# EXERCISE DETAILS
In the article on energy transition costs, who co-authored the paper that Nageswaran presented?
[[ EXCERPT TO READ, beginning ]]
In September, the G20 nations agreed on the role of multilateral development banks and the push of private capital towards achieving an energy transition, although such a move comes with concerns about costs and economic trade-offs.
Developing countries need affordable and reliable energy for economic growth, which in turn is necessary for an energy transition, said V. Anantha Nageswaran at the Center for Social and Economic Progress in New Delhi on Thursday.
He was speaking in a personal capacity and not as the Chief Economic Adviser, as he presented a paper on Leveraging Private Capital for Global Public Goods, along with co-author Gulzar Natarajan.
“To some extent, if you look at the energy transition, paradoxically, you have to provide fossil fuels in the short term,” he said, before adding that globally, there really hasn’t been a significant retreat in terms of. consumption of fossil fuels.
Referring to data on coal plants from July 2023, he said that most of them are still less than 20 years old, and removing them would mean removing billions of dollars in investment and labor movement.
“Countries are already struggling with the twin challenges of poverty alleviation and economic growth. And on top of them, climate change and energy transition or additional burdens, especially in the post-Covid context, where we are talking about stalled recovery and high debt burdens,” said Nageswaran.
“The cost of capital in hard currencies has risen by 400–500 basis points over the course of 12 to 20 months in the last two years, and therefore, the energy transition must bear three costs: the financial costs of facing lowered investments. , the rising cost of production from rising fuel costs, and the higher cost of new energy sources when they replace legacy sources.”
Speaking about European countries that have ambitious energy transition and climate change goals, he said that European policies of carbon border adjustment mechanisms and deforestation will have to balance fiscal sustainability, economic competitiveness and the cost of net zero goals.
“You can only have two of these three—if you want to maintain fiscal stability and fiscal sustainability and yet achieve net zero as well, I think you have to forget about economic competitiveness. But if you want to maintain net zero and economic competitiveness, fiscal incentives must be applied,” he said.
It’s important to understand and be realistic about what we’re trying to do, in what time frame and what the trade-offs will be, according to Nageswaran.
Regarding the volatility of crude oil prices at 85 dollars per barrel, which is “prohibitive” for many countries when translated into domestic currencies, and considering the energy supply gap, he expects energy prices to continue to remain high. He added that countries should not have an economic burden or be pushed to rely on foreign capital, because it would have implications for their current account balance.
[[ EXCERPT TO READ, end ]]
[[ DATA EXCERPTS, beginning ]]
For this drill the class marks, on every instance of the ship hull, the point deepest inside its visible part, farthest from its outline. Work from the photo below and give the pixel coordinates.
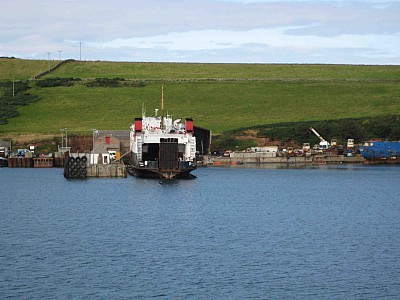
(160, 168)
(159, 173)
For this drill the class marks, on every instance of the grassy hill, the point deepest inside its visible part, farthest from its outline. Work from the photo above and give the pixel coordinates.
(220, 97)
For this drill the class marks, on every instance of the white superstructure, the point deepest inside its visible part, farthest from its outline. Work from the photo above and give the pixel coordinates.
(160, 145)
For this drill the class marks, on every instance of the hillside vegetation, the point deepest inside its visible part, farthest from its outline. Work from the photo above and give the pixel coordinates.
(221, 97)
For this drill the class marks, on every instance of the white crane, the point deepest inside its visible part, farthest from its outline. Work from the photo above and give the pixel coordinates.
(323, 144)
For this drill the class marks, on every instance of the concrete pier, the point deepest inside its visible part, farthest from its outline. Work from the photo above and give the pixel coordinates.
(113, 170)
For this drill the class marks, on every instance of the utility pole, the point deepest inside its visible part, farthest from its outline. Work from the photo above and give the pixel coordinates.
(80, 50)
(93, 131)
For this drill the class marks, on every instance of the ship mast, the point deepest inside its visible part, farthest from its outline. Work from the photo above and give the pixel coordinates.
(162, 106)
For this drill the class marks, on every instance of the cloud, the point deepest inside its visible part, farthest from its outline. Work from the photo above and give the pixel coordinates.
(191, 30)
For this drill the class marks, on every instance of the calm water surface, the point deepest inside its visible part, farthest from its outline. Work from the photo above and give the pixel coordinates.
(329, 232)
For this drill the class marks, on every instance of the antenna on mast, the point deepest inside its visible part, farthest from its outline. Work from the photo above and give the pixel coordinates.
(162, 99)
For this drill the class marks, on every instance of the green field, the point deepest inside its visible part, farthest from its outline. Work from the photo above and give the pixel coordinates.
(220, 97)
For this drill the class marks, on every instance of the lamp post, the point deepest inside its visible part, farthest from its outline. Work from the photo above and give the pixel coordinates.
(66, 137)
(94, 131)
(62, 138)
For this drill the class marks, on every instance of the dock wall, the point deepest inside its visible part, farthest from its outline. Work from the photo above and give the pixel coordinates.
(110, 171)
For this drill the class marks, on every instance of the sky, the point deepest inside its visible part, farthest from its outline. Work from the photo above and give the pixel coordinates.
(204, 31)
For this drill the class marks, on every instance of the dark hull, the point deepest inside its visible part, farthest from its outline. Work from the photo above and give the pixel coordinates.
(3, 162)
(159, 173)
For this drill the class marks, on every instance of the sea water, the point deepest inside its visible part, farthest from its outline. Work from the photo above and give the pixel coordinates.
(327, 232)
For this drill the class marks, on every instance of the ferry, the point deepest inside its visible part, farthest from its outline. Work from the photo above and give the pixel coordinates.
(161, 147)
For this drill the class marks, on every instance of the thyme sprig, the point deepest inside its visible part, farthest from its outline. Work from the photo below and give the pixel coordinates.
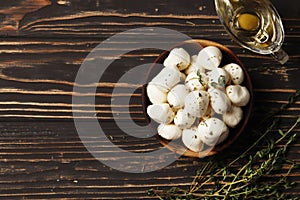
(256, 178)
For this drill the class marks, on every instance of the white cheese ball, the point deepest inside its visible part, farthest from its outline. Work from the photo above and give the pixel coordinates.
(195, 81)
(238, 95)
(235, 72)
(209, 57)
(166, 78)
(213, 131)
(178, 57)
(183, 119)
(196, 103)
(176, 96)
(219, 101)
(155, 94)
(191, 139)
(233, 116)
(169, 131)
(161, 113)
(218, 78)
(194, 66)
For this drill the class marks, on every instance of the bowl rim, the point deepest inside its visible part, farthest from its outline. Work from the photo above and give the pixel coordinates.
(179, 149)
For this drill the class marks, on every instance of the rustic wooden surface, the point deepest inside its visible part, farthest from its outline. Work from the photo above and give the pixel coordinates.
(43, 43)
[[ DATA EXCERPTS, end ]]
# ANSWER SPACE
Gulzar Natarajan